WRITTEN INSTRUCTION
Find every line in the entries below that contains the string "rules" and copy each of those lines in full. Case counts when matching.

EXTRACTED DATA
══════════

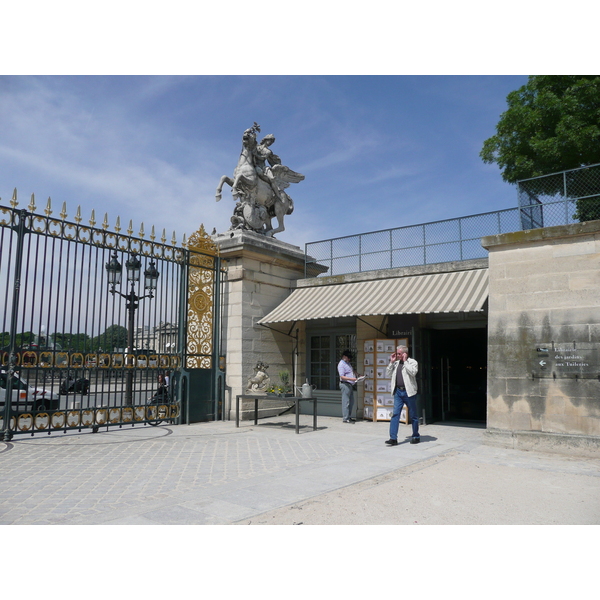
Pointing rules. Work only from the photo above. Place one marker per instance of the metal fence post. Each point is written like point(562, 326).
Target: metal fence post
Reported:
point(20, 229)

══════════

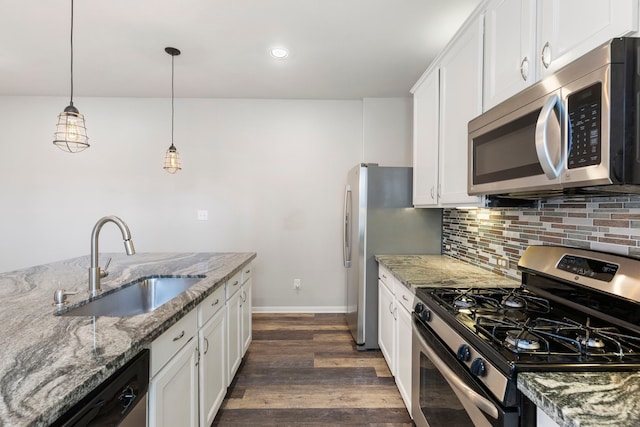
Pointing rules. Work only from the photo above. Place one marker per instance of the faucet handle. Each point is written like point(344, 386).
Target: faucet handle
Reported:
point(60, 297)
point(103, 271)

══════════

SOLVED PROBLEM
Pointing rules. Work only from the photo above. Place one marker per instance of the metal fence post. Each point is written like point(562, 326).
Pointing rules. Work only from the photo above. Place one marker per instance of the faucet handle. Each point is written like point(344, 386).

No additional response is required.